** DOCUMENT SECTION **
******
I was due to be born on a leap year on March 2nd.  Had I been 2 days early instead of 2 days late my birthday would have been February 29th.  I’d still only be 7 years old.  As much as I may act that way sometimes, I’m not.  When I was young I thought that Feb. 29th would have made a pretty cool birthday.  As I’ve gotten older  I think it would make me feel like a misplaced person.  Depending on the time of day one was born on the 29th,  they’d either have to borrow the 28th or the 1st as their birthday.  Neither one would really be their birthday.  There they are, having to borrow someone else’s birthday and only getting one of their own every 4 years.  I know, who else would  wonder about these things except for me so back to the subject.

I was born in the afternoon on March 4th and guess what mom… I am not a boy.  I imagine my mom was more exhausted, than surprised that I wasn’t a boy, and my parents had never reached an agreement for a girl’s name. So when my dad suggested I should be  named after her she,  just went with it.  I have no idea what the term was in that day and age that they used for our “whatever” but I can so see my mom doing the wave of the hand in the air thing and saying “whatever”.   I also have no idea if she ever felt regret for that “whatever” after she’d had a chance to sleep some.

So there it is.  My mom is Jacqueline Ann Austin and I am too.  Seconds are only for males that are rich or redneck.  Females are never listed as “the 2nd”, ie: Jacqueline Ann Austin II.  Females are also never, ever juniors. My mom tried really hard to make me different (like I need help there) so we’d never, throughout our lives,  be mistaken for each other.   So, right, that didn’t quite work but she tried.  The 1st thing she did was spell my name differently.  She’s Jackie, I’m Jacque.  They sound the same but are different on paper.  The second thing she tried didn’t work out as successfully, she added the Ann.  I was called (one word here) Jacqueann.  That does sound different and if it had caught on and continued it could have worked.  When I look through my baby book, everything through 1/2 of my year being 3 is written as “Jacqueann did this” or “Jacqueann” did that”.  After 3 & a 1/2 I was just referred to as Jacque.

I suspect I know why.  My grandfather always told me stories of things I did when I was very young.  He told me about Easter Sunday when I was all decked out for church and was sent outside to play until we left and I hopped in the little kiddie pool.  He told me about me climbing up the lattice on the side of the porch.  Although, I can’t imagine someone not climbing the lattice, any little kid will tell you that that is what the lattice is there for. Most importantly, he told me about the one time that he had to spank me.  Fuzzy recollection but it had something to do with him almost running me over with his pick up truck when I was around 3 and a 1/2. I hadn’t listened or whatever and I guess he almost ran me over.  Apparently it scared the daylights out of him and he got out of his truck and put me over his knee and spanked me.  He told me it broke his heart when after being spanked,I looked up at him with tears in my big baby blues and said “I wuv you gwampa”.   It was also that moment when he decided that I was the single most backwards child that he had ever met.  Then he changed my name.  I was apparently backwards so that’s what he did to my name.  No longer Jacqueann, he changed it to Anniejac. I can only guess that my mom hated it and that’s where she dropped the Ann part, trying to get rid of the whole Anniejac thing.   I should ask her, never have, but the timing fits.  Incidentally,  in Missouri, the Anniejac did stick.
******
** WORKING DATA **
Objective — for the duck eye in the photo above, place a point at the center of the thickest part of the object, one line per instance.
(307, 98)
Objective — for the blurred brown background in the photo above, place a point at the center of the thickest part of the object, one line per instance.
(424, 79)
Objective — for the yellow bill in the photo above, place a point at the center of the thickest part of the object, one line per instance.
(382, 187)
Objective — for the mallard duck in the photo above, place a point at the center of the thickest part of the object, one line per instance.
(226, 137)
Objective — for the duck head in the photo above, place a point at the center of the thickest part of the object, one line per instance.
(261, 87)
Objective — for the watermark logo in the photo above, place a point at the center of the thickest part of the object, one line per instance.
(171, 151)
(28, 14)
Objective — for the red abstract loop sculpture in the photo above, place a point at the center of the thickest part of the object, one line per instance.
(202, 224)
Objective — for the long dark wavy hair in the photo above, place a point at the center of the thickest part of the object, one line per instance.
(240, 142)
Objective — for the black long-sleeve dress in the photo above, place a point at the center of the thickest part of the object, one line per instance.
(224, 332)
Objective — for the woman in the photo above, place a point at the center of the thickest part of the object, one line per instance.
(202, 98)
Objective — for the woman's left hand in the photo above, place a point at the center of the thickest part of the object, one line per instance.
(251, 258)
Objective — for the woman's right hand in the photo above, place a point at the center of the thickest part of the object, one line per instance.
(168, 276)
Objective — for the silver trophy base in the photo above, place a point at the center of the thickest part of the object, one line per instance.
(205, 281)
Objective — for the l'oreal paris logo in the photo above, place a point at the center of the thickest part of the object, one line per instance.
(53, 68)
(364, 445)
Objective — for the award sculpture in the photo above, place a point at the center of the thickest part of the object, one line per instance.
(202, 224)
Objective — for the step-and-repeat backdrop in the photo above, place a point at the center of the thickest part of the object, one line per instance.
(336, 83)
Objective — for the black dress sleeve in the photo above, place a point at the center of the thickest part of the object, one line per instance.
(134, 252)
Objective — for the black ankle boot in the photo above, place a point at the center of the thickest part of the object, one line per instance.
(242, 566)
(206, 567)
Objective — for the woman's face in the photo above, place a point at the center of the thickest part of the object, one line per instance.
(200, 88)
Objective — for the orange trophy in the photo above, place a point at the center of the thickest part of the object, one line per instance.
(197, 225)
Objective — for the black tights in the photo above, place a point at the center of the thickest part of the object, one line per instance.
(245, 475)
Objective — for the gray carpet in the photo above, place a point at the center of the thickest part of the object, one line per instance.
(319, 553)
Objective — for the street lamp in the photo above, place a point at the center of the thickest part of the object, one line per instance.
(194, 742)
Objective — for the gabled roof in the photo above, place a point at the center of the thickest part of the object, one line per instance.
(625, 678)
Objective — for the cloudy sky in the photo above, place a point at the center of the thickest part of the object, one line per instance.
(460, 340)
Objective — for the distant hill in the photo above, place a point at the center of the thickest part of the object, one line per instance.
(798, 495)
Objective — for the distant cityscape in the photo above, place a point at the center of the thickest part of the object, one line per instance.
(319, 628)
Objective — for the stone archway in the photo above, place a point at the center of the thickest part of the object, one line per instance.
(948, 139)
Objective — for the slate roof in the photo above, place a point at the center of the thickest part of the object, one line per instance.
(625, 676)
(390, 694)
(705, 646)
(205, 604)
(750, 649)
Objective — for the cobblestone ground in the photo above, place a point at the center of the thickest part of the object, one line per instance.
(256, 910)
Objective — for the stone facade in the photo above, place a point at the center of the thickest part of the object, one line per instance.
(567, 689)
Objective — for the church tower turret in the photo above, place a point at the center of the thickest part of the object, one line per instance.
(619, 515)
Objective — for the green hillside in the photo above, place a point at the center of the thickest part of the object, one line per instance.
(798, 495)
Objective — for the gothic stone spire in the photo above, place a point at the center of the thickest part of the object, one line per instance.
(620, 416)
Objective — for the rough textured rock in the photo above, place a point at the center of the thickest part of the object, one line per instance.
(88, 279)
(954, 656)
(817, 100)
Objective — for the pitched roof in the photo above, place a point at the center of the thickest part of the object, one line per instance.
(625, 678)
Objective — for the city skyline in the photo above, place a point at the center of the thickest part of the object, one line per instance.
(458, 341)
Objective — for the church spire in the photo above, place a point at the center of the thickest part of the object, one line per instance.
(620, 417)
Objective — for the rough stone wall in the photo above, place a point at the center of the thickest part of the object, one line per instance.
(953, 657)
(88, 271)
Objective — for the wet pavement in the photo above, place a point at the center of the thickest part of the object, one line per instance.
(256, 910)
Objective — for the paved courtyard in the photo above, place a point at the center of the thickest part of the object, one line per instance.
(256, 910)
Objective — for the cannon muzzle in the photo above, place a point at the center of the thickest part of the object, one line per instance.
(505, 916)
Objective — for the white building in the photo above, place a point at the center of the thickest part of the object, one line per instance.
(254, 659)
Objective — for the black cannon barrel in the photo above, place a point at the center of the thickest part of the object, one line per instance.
******
** EXERCISE 1 **
Pick out each line in the rows above that contains the string "rough", and copy those lines.
** EXERCISE 2 **
Carry on the personal account of the writer's name from the point where it stops.

** TASK RESPONSE 1 **
Objective — for the rough textured rock in the photo above, place a point at the center of the thickest part of the object, one line per instance.
Objective — for the rough stone wall in the photo above, place a point at the center of the thickest part of the object, one line per instance.

** TASK RESPONSE 2 **
As a teenager, when I was extremely social and I got lots of phone calls, whoever answered the phone would ask “which one?”   That stumped more than a few people.  Pretty much all of their responses were the same, no matter which spelling, they sounded the same even if one includes the last name.  Once Jackie Austin or Jacque Austin was stated, the person who answered the phone would the ask “the young one or the old one?”  I cannot tell you how much my mom appreciated that in her 40’s. Okay, pretty much not at all.   I finally taught my friends to say “the one the “Q”.

Throughout the years 98 out of 100 people who see my written name (as Jacque, not Jacqueline) and have had  to say it out loud have failed.  I’m not even going to go into all the names I’ve been referred to as, use your imagination and know that there are so many more.  That part sucks a little but being unique makes up for it.  The Jacqueline part came in handy when telemarketers called, as they did frequently in the 90’s.  Anyone who asked for Jacqueline, apparently didn’t know me so I was always either not home or had moved.

The 1st time Rob and I married I did the stupid thing,  I took his last name.  Honestly, the night I met Rob and he told me his name was Rob Garber my response was “really?”  It just sounded like a weird name.  We got married over a trimester break and I had added a class to my school schedule and on the 1st day of class I  had to,  out loud, in front of the entire class tell the professor  what my name was because I wasn’t on his list.  I couldn’t do it.   A friend of mine was sitting next to me in that class and we both started laughing because  I just  couldn’t say that with a straight face.  I honestly can’t tell you which one of us ended up giving the professor the answer he was looking for and I ended up dropping the class anyway so it was pointless outside of it being the 1st time I had to publically announce this new name as being me.  Not so good.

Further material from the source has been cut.